** start Source text **

As part of a project, I'm building a range sensor module that outputs the distance to an analog output via a DAC. It all works as expected and I've added a potentiometer to set the max range for the sensor and a spst switch to set the mode of closer vs farther.
Below is the code with more details @ GitHub - shaiss/LittleBitsUltrasonicRangeSensor: code for littlebits ultrasonic range sensor module including the code and fritzing diagram.
I'm hoping for some feedback on the code below. While it works, I know it can be better, including better debugging and not using floats (any guidance there would be appreciated). Please feel free to comment or question any of the code. As I update it, I'll commit to github and share the latest.
Thank you!
/* Ping))) Sensor
This sketch reads a PING))) ultrasonic rangefinder and returns the
distance to the closest object in range. To do this, it sends a pulse
to the sensor to initiate a reading, then listens for a pulse
to return. The length of the returning pulse is proportional to
the distance of the object from the sensor.
The circuit:
* +V connection of the PING))) attached to +5V
* GND connection of the PING))) attached to ground
* SIG connection of the PING))) attached to digital pin 2
http://www.arduino.cc/en/Tutorial/Ping
created 3 Nov 2008
by David A. Mellis
modified 06 Aug 2011
by Tom Igoe
modified 22 Jun 2015
by Shai Perednik shaiss@gmail.com
This example code is in the public domain.
*/
#include <Wire.h>
#define PCF8591 (0x90 >> 1) // I2C bus address
// this constant won't change. It's the pin number
// of the sensor's output:
const int trimpot = A0;
const int slidebtn = 7;
const int pingPin = 2; //Sig pin of the Ping))) Sensor
const int ledPin = 6; //The pin the LED is attached to
//define some vars
float brightness = 0; //set the initial value to null
int analogVolts = 0; //set initial value to null for voltage out
float trimpotval = 0; //potentiometer on trimpot pin's current position
float maxrange = 0; //max range sensor is set to
void setup() {
// initialize serial communication:
Serial.begin(9600);
pinMode(ledPin, OUTPUT); //declare ledPin as an output
pinMode(slidebtn, INPUT); //declare the slidebtn as an input
Wire.begin();
}
void loop()
{
//read trimpot's value
trimpotval = analogRead(trimpot);
maxrange = (trimpotval/1023)*300;
// establish variables for duration of the ping,
// and the distance result in inches and centimeters:
long duration, inches, cm;
// The PING))) is triggered by a HIGH pulse of 2 or more microseconds.

** end Source text **
** start Supplied entries **

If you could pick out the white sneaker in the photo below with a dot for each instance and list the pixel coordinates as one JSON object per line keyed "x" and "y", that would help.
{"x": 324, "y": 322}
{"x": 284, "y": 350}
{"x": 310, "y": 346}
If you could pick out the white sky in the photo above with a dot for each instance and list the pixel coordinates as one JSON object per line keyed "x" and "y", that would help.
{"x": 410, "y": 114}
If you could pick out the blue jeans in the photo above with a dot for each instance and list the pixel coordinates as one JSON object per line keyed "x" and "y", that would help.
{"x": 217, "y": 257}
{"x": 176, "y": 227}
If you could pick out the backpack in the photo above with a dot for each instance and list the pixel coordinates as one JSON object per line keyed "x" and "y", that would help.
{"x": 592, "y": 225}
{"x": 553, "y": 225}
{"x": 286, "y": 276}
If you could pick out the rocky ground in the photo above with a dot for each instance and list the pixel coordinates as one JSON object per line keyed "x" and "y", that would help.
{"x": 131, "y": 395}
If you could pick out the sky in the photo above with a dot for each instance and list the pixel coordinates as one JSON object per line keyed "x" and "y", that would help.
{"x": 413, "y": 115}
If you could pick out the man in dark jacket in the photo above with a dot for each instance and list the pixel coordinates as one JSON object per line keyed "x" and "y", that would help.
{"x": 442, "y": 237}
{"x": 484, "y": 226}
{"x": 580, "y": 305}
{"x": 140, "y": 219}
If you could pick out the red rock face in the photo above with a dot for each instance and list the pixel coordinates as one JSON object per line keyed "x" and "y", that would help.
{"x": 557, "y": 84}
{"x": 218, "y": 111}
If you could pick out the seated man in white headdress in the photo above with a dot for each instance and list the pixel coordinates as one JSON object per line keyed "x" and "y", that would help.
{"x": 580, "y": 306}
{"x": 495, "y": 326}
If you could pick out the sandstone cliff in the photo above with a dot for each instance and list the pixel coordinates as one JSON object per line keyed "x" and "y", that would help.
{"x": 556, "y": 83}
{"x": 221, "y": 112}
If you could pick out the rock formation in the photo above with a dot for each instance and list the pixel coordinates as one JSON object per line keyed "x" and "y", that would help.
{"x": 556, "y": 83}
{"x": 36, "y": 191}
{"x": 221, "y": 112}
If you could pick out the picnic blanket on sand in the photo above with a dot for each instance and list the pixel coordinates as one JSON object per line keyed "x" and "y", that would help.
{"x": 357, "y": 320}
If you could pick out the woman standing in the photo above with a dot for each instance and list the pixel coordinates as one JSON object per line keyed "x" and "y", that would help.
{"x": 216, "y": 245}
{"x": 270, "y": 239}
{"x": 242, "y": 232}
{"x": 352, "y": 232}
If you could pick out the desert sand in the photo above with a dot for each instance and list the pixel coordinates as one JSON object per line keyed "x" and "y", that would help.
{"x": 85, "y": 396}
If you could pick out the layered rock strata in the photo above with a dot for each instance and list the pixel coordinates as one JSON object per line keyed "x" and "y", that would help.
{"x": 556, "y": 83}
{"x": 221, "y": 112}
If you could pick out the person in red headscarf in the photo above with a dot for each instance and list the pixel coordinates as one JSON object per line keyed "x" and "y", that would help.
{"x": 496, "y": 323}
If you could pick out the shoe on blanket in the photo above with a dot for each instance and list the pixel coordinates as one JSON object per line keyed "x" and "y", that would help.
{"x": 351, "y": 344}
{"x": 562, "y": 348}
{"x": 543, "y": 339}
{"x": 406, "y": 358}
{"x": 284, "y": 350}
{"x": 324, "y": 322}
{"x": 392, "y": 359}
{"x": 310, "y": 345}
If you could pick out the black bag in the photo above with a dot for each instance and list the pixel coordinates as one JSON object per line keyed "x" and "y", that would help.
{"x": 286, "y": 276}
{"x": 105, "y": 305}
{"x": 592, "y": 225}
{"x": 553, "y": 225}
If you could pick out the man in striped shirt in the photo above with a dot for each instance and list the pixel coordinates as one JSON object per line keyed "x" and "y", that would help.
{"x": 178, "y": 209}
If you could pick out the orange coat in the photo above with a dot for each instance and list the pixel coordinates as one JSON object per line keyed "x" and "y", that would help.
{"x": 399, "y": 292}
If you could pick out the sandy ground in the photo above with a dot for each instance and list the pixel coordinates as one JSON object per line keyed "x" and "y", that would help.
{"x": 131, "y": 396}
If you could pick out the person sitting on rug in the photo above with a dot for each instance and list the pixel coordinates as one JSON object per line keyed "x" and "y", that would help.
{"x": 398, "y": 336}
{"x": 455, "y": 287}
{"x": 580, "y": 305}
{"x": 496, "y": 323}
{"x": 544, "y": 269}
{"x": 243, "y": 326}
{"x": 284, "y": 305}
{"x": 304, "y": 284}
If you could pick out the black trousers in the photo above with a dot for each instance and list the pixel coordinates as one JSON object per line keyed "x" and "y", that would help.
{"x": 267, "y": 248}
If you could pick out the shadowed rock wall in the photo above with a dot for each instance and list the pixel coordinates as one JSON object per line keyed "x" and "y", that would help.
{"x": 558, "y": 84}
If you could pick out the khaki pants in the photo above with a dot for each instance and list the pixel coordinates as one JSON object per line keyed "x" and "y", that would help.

** end Supplied entries **

Aim of the task: Reproduce the range sensor post word for word between "Below is the" and "and fritzing diagram.", inclusive. These lines have no connection to the range sensor post.

Reply to the exercise:
Below is the code with more details @ GitHub - shaiss/LittleBitsUltrasonicRangeSensor: code for littlebits ultrasonic range sensor module including the code and fritzing diagram.